CMU 11492/11692 Spring 2023: Speech Enhancement

In this demonstration, we will show you some demonstrations of speech enhancement systems in ESPnet.

Main references: - ESPnet repository - ESPnet documentation - ESPnet-SE repo

Author: - Siddhant Arora (siddhana@andrew.cmu.edu)

The notebook is adapted from this Colab

❗Important Notes❗

  • We are using Colab to show the demo. However, Colab has some constraints on the total GPU runtime. If you use too much GPU time, you may not be able to use GPU for some time.

  • There are multiple in-class checkpoints ✅ throughout this tutorial. Your participation points are based on these tasks. Please try your best to follow all the steps! If you encounter issues, please notify the TAs as soon as possible so that we can make an adjustment for you.

  • Please submit PDF files of your completed notebooks to Gradescope. You can print the notebook using File -> Print in the menu bar.You also need to submit the spectrogram and waveform of noisy and enhanced audio files to Gradescope.

Contents

Tutorials on the Basic Usage

  1. Install

  2. Speech Enhancement with Pretrained Models

We support various interfaces, e.g. Python API, HuggingFace API, portable speech enhancement scripts for other tasks, etc.

2.1 Single-channel Enhancement (CHiME-4)

2.2 Enhance Your Own Recordings

2.3 Multi-channel Enhancement (CHiME-4)

  1. Speech Separation with Pretrained Models

3.1 Model Selection

3.2 Separate Speech Mixture

  1. Evaluate Separated Speech with the Pretrained ASR Model

Tutorials on the Basic Usage

Install

Different from previous assignment where we install the full version of ESPnet, we use a lightweight ESPnet package, which mainly designed for inference purpose. The installation with the light version can be much faster than a full installation.

[ ]:
import locale
locale.getpreferredencoding = lambda: "UTF-8"

- [Records provided]:
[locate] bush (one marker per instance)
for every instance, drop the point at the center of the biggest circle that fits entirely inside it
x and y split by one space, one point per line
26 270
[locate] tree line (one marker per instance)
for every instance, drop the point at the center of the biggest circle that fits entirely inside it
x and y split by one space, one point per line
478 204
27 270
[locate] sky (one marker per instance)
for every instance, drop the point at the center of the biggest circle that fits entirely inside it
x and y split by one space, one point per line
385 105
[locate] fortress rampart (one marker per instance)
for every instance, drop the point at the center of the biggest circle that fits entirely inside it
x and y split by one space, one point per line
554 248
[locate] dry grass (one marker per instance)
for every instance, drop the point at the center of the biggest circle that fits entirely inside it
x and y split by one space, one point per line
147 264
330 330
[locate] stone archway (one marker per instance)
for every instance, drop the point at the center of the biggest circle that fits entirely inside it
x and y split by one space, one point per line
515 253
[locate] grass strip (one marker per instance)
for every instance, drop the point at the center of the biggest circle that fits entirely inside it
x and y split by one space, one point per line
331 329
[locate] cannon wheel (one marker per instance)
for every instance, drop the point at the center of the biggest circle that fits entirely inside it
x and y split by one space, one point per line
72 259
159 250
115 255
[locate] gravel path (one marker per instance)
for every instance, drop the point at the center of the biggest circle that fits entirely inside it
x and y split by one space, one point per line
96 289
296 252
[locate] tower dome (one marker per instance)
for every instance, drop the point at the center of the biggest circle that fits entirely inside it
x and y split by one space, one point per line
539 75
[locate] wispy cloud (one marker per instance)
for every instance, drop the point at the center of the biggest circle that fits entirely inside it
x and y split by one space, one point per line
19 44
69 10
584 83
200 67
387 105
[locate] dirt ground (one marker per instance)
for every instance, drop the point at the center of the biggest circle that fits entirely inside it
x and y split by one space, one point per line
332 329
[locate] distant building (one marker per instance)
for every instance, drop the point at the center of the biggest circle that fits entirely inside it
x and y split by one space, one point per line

- [Tasks to complete]:
**a)** Reproduce the speech enhancement tutorial from "Different from previous" up to and including "a full installation.".
**b)** In the speech enhancement tutorial, what kind of ESPnet package is used instead of the full version installed in the previous assignment?

- [Full solutions]:
**a)**
Different from previous assignment where we install the full version of ESPnet, we use a lightweight ESPnet package, which mainly designed for inference purpose. The installation with the light version can be much faster than a full installation.

**b)** A lightweight ESPnet package designed mainly for inference.